[Start of Attachment]
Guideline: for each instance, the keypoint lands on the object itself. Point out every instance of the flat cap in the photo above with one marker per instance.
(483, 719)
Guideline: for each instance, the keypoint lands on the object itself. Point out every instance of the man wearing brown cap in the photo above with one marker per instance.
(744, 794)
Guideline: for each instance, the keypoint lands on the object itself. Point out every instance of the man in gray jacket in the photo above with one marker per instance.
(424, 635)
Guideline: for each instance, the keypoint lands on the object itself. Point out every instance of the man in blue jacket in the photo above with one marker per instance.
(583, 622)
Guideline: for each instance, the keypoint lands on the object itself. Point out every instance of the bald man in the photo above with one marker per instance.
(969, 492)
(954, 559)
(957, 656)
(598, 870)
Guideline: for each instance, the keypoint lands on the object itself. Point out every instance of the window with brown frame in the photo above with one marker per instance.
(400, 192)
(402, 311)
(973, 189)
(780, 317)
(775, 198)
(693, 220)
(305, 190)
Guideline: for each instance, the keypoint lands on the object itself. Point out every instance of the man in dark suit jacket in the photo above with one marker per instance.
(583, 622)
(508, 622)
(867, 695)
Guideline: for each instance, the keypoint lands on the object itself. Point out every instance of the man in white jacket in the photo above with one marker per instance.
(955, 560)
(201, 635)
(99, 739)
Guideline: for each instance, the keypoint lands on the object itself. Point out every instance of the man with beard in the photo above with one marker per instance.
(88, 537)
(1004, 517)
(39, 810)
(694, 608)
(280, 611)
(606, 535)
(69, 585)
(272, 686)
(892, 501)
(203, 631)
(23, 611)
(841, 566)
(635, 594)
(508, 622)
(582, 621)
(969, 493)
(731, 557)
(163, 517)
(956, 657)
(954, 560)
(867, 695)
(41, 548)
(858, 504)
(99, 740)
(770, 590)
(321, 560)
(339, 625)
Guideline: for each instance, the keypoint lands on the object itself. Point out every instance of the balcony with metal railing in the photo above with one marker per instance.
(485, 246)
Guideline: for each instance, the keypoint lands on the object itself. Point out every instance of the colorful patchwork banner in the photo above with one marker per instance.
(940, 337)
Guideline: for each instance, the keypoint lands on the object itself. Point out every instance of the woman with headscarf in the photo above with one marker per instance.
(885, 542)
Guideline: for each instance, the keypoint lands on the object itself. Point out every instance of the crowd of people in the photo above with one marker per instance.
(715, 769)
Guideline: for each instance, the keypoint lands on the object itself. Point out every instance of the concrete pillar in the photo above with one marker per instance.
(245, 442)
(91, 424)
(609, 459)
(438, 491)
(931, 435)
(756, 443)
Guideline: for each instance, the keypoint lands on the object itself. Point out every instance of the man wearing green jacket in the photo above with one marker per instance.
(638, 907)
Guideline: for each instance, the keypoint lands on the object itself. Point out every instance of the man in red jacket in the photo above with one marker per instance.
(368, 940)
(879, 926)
[End of Attachment]
Your answer must be the full set of records above, reproduced exactly.

**RESPONSE:**
Guideline: for each instance, the keypoint lands on the object itself. Point out every instance of the flat cap in the photo above with one marker per instance.
(483, 719)
Guideline: for each instance, the keypoint lands on the object itself. Point out every instance of the man wearing brown cap in the photo above with one marker per instance.
(744, 794)
Guideline: for each instance, the keypoint lands on the object itself. Point out every instance of the man in gray jacket in the photo above with one marker per instance.
(424, 635)
Guideline: for each instance, the keypoint lands on the object itself. Point out every instance of the man in blue jacket in the photo above with one marker per instance.
(583, 622)
Guideline: for each instance, the keypoint lands on the object itself. Point out every instance of the bald man in the photo above with one marker per instance.
(969, 492)
(954, 559)
(957, 656)
(598, 870)
Guideline: for each instance, the keypoint lands on the object itself. Point out every instance of the window with brown frame in the photo above with one marker per instance.
(400, 192)
(402, 311)
(973, 189)
(780, 317)
(775, 198)
(693, 220)
(305, 190)
Guideline: for each instance, the keypoint lands on the object itself. Point out every instance of the man in dark suit jacket in the photo above with one marker per instance.
(583, 622)
(508, 622)
(867, 695)
Guideline: for each instance, the keypoint lands on the object itself. Point out every instance of the man in white jacket in the photo above with one marker per instance.
(955, 560)
(201, 635)
(99, 739)
Guideline: for each instance, the keypoint lands on the object itself. Point out every instance of the man with beard in the photo above with one marker per instance.
(88, 537)
(1004, 517)
(39, 810)
(694, 608)
(280, 611)
(606, 535)
(69, 585)
(272, 686)
(892, 501)
(203, 631)
(23, 611)
(841, 566)
(635, 594)
(508, 622)
(582, 621)
(969, 493)
(731, 557)
(163, 517)
(956, 657)
(954, 560)
(867, 695)
(41, 548)
(858, 504)
(99, 740)
(770, 590)
(321, 560)
(339, 625)
Guideline: for each instance, the keypoint lands on the object itself. Point out every instance of the balcony with metal railing in the photo above with one marker per instance.
(485, 246)
Guideline: for each instance, the keypoint lands on the object itself. Point out every instance of the colorful patchwork banner in the photo above with one marker per instance.
(940, 337)
Guideline: for each instance, the keypoint lands on the object itself. Point out every instance of the woman with headscarf in the photo above with one marker per instance.
(885, 542)
Guideline: for each instance, the keypoint lands on the object itself. Point out every instance of the crowd of people in the photo above with one marker per instance.
(715, 769)
Guideline: for each instance, the keypoint lands on the object itself. Point out every instance of the concrete pillar in the photo above with one marker per instance.
(245, 442)
(91, 424)
(609, 459)
(438, 491)
(931, 435)
(756, 443)
Guideline: for each instance, the keypoint lands on the object itself. Point out every instance of the man wearing green jacket in the photo above with one marker per instance.
(638, 907)
Guideline: for each instance, the keypoint lands on the object itself. Point out every instance of the man in red jacket in the photo above with one marker per instance.
(368, 940)
(879, 926)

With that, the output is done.